* _GOAL OF THE EXERCISE_: Out of the listing below, copy every line that carries the string "vegetation".

* _PROVIDED RECORDS_:
--------------------------------
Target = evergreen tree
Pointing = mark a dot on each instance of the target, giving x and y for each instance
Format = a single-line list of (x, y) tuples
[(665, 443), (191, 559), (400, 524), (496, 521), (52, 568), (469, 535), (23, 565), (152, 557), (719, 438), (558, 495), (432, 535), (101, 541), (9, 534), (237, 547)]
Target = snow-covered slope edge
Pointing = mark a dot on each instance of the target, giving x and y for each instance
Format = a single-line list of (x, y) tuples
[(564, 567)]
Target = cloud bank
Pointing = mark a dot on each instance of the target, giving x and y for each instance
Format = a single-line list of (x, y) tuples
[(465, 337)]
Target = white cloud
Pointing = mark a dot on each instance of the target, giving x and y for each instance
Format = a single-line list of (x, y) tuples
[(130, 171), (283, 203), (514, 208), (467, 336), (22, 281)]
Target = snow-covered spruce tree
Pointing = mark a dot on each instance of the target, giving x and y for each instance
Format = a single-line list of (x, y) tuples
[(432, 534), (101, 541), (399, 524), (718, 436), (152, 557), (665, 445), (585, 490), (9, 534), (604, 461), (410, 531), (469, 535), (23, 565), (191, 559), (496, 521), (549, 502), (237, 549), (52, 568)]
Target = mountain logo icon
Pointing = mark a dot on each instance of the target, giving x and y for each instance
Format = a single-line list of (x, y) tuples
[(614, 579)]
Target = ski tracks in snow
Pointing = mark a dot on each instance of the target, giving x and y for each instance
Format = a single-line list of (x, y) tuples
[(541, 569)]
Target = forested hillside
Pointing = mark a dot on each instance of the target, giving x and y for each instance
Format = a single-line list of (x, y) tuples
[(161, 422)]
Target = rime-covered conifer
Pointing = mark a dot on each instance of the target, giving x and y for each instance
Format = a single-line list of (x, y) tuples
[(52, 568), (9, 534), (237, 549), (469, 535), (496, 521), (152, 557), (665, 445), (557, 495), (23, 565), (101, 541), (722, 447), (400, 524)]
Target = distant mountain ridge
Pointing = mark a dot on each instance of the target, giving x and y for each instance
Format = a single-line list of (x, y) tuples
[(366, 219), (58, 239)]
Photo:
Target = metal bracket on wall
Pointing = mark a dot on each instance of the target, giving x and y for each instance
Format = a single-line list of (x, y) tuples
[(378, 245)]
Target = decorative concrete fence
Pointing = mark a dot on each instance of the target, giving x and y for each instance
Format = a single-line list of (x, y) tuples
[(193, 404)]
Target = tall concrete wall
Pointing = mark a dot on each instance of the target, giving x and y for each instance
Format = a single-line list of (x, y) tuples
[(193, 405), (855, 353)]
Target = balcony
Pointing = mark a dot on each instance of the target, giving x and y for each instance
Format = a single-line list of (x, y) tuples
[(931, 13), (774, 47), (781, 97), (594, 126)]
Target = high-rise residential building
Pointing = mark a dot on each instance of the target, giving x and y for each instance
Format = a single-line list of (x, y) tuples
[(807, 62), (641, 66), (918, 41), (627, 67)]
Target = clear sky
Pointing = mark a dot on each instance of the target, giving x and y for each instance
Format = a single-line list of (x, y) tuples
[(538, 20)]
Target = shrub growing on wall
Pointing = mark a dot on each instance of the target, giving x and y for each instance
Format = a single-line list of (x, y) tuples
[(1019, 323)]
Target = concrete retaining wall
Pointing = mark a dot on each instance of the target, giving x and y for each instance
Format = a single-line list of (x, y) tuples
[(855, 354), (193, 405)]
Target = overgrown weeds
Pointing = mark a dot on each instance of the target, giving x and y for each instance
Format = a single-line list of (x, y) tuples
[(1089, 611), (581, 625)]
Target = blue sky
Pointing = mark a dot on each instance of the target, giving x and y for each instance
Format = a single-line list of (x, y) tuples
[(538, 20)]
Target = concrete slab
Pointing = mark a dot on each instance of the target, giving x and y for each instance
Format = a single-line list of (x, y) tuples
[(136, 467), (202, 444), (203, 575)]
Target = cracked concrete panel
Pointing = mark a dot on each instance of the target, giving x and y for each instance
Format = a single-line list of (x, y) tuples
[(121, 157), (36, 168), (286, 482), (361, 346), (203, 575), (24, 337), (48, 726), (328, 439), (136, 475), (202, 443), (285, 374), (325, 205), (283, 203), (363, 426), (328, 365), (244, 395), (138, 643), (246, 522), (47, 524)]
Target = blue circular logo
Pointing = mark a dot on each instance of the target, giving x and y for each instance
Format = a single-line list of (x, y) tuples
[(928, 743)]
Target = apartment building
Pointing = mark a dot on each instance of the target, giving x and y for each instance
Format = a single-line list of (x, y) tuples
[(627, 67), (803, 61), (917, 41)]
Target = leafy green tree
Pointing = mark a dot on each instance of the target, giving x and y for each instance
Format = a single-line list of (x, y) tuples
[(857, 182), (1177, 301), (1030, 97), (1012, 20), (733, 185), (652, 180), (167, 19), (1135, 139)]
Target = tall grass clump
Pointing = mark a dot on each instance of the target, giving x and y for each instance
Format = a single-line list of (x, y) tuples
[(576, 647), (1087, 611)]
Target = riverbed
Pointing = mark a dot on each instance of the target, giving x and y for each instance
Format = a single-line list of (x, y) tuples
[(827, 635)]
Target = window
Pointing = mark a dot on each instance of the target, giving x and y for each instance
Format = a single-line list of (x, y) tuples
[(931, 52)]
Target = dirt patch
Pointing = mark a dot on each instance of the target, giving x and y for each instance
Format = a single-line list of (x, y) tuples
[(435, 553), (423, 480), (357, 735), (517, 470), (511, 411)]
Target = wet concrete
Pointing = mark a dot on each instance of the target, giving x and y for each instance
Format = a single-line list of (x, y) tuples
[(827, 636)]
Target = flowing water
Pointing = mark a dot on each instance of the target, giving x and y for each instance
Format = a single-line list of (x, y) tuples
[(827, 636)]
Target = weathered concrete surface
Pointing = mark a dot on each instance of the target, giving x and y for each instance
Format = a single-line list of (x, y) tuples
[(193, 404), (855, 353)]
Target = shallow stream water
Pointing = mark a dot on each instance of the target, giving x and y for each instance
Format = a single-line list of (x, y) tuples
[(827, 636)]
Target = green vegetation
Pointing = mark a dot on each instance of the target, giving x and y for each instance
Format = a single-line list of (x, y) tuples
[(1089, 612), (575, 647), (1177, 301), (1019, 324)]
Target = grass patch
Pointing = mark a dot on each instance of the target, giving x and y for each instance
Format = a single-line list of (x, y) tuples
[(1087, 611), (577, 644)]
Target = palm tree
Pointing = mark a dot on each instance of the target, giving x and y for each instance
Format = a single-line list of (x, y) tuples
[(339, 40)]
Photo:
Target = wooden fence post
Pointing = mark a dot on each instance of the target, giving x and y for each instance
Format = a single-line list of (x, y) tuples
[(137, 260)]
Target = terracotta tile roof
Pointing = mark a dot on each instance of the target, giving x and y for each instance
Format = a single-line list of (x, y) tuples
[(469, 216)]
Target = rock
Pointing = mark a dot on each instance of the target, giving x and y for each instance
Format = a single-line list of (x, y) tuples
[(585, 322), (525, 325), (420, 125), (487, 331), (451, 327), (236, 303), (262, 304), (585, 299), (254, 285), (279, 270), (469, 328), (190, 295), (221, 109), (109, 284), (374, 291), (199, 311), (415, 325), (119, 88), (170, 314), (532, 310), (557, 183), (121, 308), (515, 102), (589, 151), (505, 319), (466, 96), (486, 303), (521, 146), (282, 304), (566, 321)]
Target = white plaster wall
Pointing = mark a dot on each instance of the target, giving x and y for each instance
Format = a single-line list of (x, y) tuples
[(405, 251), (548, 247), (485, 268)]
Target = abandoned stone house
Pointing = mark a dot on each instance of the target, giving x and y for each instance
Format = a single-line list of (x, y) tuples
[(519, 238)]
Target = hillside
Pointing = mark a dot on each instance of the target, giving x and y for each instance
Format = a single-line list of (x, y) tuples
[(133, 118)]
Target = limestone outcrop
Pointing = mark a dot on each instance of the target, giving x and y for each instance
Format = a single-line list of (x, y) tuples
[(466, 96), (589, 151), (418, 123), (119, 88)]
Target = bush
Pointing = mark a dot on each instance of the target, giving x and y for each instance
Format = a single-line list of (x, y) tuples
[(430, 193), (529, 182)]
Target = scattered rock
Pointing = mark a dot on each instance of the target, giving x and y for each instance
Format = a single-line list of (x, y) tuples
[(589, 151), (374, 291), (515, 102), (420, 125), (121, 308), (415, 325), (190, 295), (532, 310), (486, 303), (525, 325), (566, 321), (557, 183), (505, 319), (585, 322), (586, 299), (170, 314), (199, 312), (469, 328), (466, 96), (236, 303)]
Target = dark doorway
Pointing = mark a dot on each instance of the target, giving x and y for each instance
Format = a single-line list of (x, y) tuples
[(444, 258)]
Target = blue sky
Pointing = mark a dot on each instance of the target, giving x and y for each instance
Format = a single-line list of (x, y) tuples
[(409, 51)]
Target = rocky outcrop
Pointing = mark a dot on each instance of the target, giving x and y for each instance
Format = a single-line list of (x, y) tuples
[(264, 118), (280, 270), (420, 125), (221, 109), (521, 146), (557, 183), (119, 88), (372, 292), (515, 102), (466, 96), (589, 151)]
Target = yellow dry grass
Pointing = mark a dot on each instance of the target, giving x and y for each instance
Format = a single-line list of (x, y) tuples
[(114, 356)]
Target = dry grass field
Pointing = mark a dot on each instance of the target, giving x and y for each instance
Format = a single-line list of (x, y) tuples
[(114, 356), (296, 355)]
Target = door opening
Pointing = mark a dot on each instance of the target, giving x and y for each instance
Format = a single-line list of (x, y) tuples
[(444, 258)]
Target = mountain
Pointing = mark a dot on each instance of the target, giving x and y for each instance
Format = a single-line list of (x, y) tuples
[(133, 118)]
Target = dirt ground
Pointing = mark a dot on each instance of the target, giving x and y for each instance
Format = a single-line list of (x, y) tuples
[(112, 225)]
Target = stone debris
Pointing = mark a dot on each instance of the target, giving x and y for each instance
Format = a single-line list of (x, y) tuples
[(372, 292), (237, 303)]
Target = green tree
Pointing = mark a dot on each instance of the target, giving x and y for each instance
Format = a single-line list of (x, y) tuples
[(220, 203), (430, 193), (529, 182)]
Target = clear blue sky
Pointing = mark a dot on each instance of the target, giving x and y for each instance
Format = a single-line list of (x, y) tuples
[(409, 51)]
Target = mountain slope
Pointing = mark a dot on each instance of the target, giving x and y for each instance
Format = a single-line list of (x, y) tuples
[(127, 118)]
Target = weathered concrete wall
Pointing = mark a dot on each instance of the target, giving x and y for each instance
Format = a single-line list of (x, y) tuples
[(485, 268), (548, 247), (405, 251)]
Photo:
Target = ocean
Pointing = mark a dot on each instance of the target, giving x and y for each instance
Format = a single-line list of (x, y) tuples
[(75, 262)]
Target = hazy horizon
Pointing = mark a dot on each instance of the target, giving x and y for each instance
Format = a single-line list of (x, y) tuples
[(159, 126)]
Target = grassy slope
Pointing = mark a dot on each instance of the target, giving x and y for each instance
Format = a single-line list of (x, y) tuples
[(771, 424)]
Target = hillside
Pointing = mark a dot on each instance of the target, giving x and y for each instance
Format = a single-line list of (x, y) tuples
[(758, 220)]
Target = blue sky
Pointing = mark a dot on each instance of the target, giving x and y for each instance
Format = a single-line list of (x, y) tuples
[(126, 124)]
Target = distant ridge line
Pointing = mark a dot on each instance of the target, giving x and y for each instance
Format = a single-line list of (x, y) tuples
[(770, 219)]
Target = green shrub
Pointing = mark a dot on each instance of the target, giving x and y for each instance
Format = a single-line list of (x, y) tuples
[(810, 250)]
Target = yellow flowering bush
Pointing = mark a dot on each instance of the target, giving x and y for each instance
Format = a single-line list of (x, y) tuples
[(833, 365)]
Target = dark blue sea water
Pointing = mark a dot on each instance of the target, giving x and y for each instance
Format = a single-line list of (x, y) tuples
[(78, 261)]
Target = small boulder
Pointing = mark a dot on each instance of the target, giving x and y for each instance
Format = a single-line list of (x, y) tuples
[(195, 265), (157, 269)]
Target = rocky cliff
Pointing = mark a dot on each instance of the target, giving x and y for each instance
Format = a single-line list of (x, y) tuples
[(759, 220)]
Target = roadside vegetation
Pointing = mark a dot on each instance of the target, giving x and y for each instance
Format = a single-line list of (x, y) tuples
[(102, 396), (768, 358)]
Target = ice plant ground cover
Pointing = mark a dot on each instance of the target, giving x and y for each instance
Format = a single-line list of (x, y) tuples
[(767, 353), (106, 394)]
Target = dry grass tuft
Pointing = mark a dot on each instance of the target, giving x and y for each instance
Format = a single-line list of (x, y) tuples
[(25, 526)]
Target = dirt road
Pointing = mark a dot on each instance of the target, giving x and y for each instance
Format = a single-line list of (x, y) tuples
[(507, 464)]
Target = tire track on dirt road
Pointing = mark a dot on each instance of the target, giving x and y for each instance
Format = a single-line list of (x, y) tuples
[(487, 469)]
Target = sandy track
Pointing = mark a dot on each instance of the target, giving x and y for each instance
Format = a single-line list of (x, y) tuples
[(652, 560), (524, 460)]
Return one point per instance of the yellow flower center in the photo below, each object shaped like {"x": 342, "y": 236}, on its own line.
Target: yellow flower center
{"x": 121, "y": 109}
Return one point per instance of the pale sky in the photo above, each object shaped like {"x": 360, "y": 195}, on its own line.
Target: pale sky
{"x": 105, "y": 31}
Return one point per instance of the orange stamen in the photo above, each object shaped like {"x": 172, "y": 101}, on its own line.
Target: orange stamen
--------------------------------
* _PROBLEM SOLUTION_:
Target = green vegetation
Target = roadside vegetation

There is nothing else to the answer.